__WORK ORDER__: Count how many lines of the material hold "negative". Respond with that number alone.

__DATA PROVIDED__:
+ + + + + + +
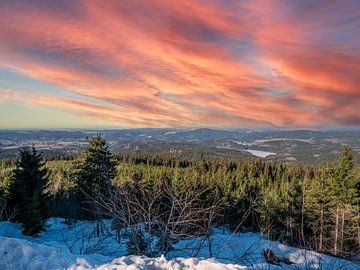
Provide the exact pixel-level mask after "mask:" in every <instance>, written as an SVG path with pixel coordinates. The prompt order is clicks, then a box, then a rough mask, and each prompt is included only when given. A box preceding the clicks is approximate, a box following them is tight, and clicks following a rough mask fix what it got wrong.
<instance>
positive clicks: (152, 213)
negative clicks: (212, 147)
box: [0, 137, 360, 257]
mask: <svg viewBox="0 0 360 270" xmlns="http://www.w3.org/2000/svg"><path fill="white" fill-rule="evenodd" d="M95 138H98V140H100V142H97V143H96V142H95V143H94V141H93V140H91V141H90V143H89V145H88V146H87V148H86V151H85V152H83V153H82V154H81V155H78V156H76V157H74V158H67V159H62V158H54V159H52V160H48V161H46V162H45V163H44V164H42V163H41V158H40V157H39V156H38V154H37V153H36V152H34V153H33V154H31V153H25V154H24V153H23V152H22V156H21V160H23V159H25V161H26V158H27V157H28V158H29V160H30V161H31V162H33V163H30V164H35V165H36V164H38V165H36V166H37V167H36V166H35V165H34V166H35V167H34V166H33V165H31V166H30V168H27V169H28V170H29V173H32V174H35V175H36V171H35V172H34V170H33V169H34V168H35V169H36V168H37V169H38V170H39V171H38V176H36V177H40V178H41V179H43V177H45V178H46V177H47V176H45V173H44V171H43V170H46V171H48V172H49V173H50V174H49V178H48V179H47V180H48V184H45V183H44V184H42V185H43V187H44V188H45V187H46V188H45V190H46V191H47V192H46V198H41V197H39V199H38V200H39V202H37V203H39V205H41V201H44V202H46V205H47V207H48V209H50V210H48V212H46V213H44V216H43V218H47V217H50V216H53V217H63V218H65V219H66V220H68V221H69V222H70V221H71V220H75V219H84V218H85V219H90V220H97V219H98V218H99V217H113V216H114V215H115V216H117V217H118V225H119V226H120V227H129V226H130V227H131V226H134V225H136V224H142V223H146V224H166V226H165V225H164V226H165V227H164V228H165V231H166V232H167V231H168V230H170V229H169V228H170V227H171V228H172V229H171V230H170V231H171V237H170V235H167V233H165V234H164V235H163V237H165V238H164V239H163V241H164V242H163V243H162V246H161V248H160V251H161V252H165V253H166V252H167V251H168V250H170V249H171V242H172V241H173V240H174V241H175V239H176V238H177V237H180V238H183V237H186V236H196V235H204V234H205V235H206V234H207V233H209V229H210V228H212V227H227V228H229V229H230V230H233V231H254V232H263V233H265V234H267V235H268V236H269V237H270V239H272V240H279V241H281V242H282V243H285V244H287V245H293V246H297V247H303V248H307V249H311V250H316V251H320V252H325V253H329V254H333V255H336V256H342V257H350V256H354V255H355V254H358V253H359V252H360V242H359V241H360V240H359V239H360V231H359V225H360V220H359V197H360V196H359V194H360V168H359V167H358V166H357V165H356V164H355V159H356V155H354V153H353V151H352V150H351V149H350V148H349V147H347V146H346V147H344V148H343V150H342V154H340V155H339V156H338V159H337V161H335V162H326V163H323V164H321V165H302V164H286V163H282V162H274V161H266V160H261V159H253V160H245V161H230V160H226V159H216V160H214V159H211V160H208V159H180V158H174V157H172V156H169V155H168V156H167V155H156V156H154V155H126V154H125V155H121V156H115V157H112V155H111V153H110V152H109V151H108V150H107V146H106V142H105V141H103V140H102V139H101V138H100V139H99V137H95ZM32 155H35V157H36V158H35V159H34V158H31V156H32ZM39 158H40V159H39ZM0 164H1V173H0V177H1V186H0V188H1V189H0V194H2V196H3V198H4V199H3V200H2V201H6V200H8V202H9V204H8V206H9V205H10V206H11V204H14V203H15V204H16V203H18V202H19V200H20V201H21V198H22V197H21V196H25V197H24V200H28V199H26V198H27V197H26V196H28V195H27V194H32V192H35V191H29V190H25V189H24V188H25V187H24V184H23V183H24V182H23V181H30V180H31V179H30V180H28V177H27V176H26V177H25V180H22V179H23V178H24V176H23V174H22V170H24V168H23V167H24V166H27V165H26V164H29V163H26V162H25V163H19V162H18V163H16V164H15V162H14V160H5V159H3V160H1V161H0ZM19 169H20V170H19ZM26 175H27V174H26ZM46 175H47V174H46ZM45 178H44V179H45ZM19 179H20V180H19ZM36 179H39V178H36ZM37 181H38V180H37ZM30 187H31V188H33V187H32V186H31V185H30ZM109 187H111V188H109ZM19 190H20V193H19ZM21 190H25V191H24V192H23V193H21ZM109 192H110V193H109ZM11 194H15V196H14V195H13V196H12V195H11ZM19 194H20V195H19ZM21 194H23V195H21ZM9 198H10V199H9ZM11 198H15V199H14V200H13V201H11ZM92 200H93V202H92ZM30 201H31V202H33V197H31V200H30ZM91 202H92V203H91ZM89 203H90V204H89ZM30 205H31V207H33V204H32V203H31V204H30ZM118 205H121V206H127V208H126V207H125V208H126V209H129V210H127V212H126V211H125V212H124V210H123V209H124V208H118V207H117V206H118ZM139 206H141V209H143V211H145V212H144V213H142V212H141V211H140V210H139ZM174 207H175V208H174ZM30 209H32V208H30ZM40 209H44V208H40ZM179 209H182V211H180V212H179ZM34 211H35V213H37V214H38V215H39V218H40V219H41V217H42V216H41V215H42V214H39V213H41V212H39V210H34ZM41 211H43V210H41ZM10 212H11V211H10ZM180 213H181V214H180ZM184 213H185V216H186V218H185V217H184V216H182V214H184ZM28 215H29V213H28ZM31 217H33V215H32V214H31ZM129 217H131V218H130V219H129ZM149 217H151V218H150V219H149ZM20 218H21V216H20ZM122 218H124V219H122ZM25 220H28V219H25ZM32 222H34V221H32ZM159 222H160V223H159ZM169 222H170V223H169ZM31 224H32V223H31ZM31 224H30V225H29V224H28V225H29V226H30V228H32V227H31V226H33V225H31ZM40 224H42V223H41V222H40ZM174 224H176V226H175V225H174ZM179 224H180V225H179ZM39 228H40V230H41V226H40V227H39ZM149 228H150V227H149ZM156 228H157V230H160V231H162V229H164V228H163V227H162V225H161V226H160V225H156ZM98 230H100V228H98ZM149 230H150V231H148V232H146V233H155V234H156V235H157V234H158V232H155V230H154V228H153V227H151V228H150V229H149ZM31 232H32V231H30V233H31ZM25 233H28V232H27V231H25ZM98 233H99V231H98ZM136 237H140V238H139V239H138V238H136V239H134V241H135V243H133V246H130V247H129V248H130V250H132V252H133V253H134V254H147V255H151V253H148V252H150V251H149V250H147V248H148V247H147V244H146V243H143V240H144V241H145V239H142V238H141V237H142V236H139V235H137V236H136ZM168 237H170V238H168ZM173 237H174V239H173ZM171 239H173V240H171ZM165 243H166V244H165Z"/></svg>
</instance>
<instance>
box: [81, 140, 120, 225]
mask: <svg viewBox="0 0 360 270" xmlns="http://www.w3.org/2000/svg"><path fill="white" fill-rule="evenodd" d="M115 175H116V163H115V160H114V158H113V155H112V154H111V152H110V151H109V149H108V145H107V143H106V141H105V140H104V139H103V138H102V137H101V136H100V135H97V136H95V137H93V138H91V139H90V140H89V145H88V147H87V148H86V150H85V151H84V153H83V156H82V159H81V161H80V164H79V168H78V170H77V172H76V184H77V189H78V195H79V198H80V204H81V213H80V217H81V218H84V219H96V220H98V219H99V218H100V216H99V215H100V213H99V211H98V209H97V207H96V205H97V204H96V203H95V204H94V203H93V202H99V199H101V198H104V197H107V196H108V195H110V191H111V185H112V179H114V177H115Z"/></svg>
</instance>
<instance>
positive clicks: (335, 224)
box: [334, 207, 339, 255]
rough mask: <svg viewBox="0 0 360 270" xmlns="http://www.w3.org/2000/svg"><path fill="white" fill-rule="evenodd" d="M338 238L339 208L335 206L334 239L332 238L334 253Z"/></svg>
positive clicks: (336, 250)
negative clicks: (338, 208)
mask: <svg viewBox="0 0 360 270" xmlns="http://www.w3.org/2000/svg"><path fill="white" fill-rule="evenodd" d="M338 240H339V209H338V208H337V207H336V216H335V239H334V254H335V255H337V252H338V247H337V244H338Z"/></svg>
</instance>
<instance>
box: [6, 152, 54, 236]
mask: <svg viewBox="0 0 360 270" xmlns="http://www.w3.org/2000/svg"><path fill="white" fill-rule="evenodd" d="M43 166H44V162H43V160H42V157H41V155H39V154H38V153H37V151H36V149H35V147H32V148H25V149H23V150H21V151H20V154H19V159H18V161H17V162H16V168H15V169H14V171H13V176H12V181H11V183H10V188H9V206H10V208H11V210H12V211H13V212H14V218H13V220H14V221H17V222H21V223H22V225H23V234H24V235H30V236H36V235H37V234H38V233H39V232H41V231H43V230H44V225H45V222H46V219H47V218H48V217H49V213H50V210H49V198H50V197H49V194H48V193H47V191H46V189H47V186H48V179H49V173H48V170H47V169H46V168H44V167H43Z"/></svg>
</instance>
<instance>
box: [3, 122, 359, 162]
mask: <svg viewBox="0 0 360 270" xmlns="http://www.w3.org/2000/svg"><path fill="white" fill-rule="evenodd" d="M96 134H101V135H102V136H103V137H104V138H105V139H106V140H107V141H108V143H109V146H110V150H111V151H112V152H113V153H114V154H124V153H128V154H136V155H137V154H148V155H156V154H162V155H163V154H166V155H172V156H173V157H177V158H201V157H205V158H207V159H216V158H222V159H224V158H225V159H238V160H239V159H240V160H244V159H250V158H258V157H260V158H263V159H266V160H273V161H284V162H287V163H296V162H301V163H307V164H320V163H322V162H324V161H326V160H332V161H334V160H336V159H337V158H338V156H339V155H340V154H341V149H342V146H343V145H344V144H346V145H349V146H351V148H352V150H353V151H354V152H355V153H357V154H359V153H360V131H359V130H348V131H345V130H335V131H313V130H250V129H233V130H224V129H206V128H200V129H122V130H0V157H15V156H16V155H17V153H18V151H19V150H20V149H21V148H22V147H23V146H29V145H35V146H36V148H37V149H38V151H39V152H41V153H42V154H44V155H47V156H54V155H57V156H63V155H73V154H75V153H77V152H78V151H80V150H83V149H84V148H85V147H86V145H87V138H89V137H92V136H94V135H96Z"/></svg>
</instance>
+ + + + + + +
__SOLUTION TO THIS EXERCISE__: 2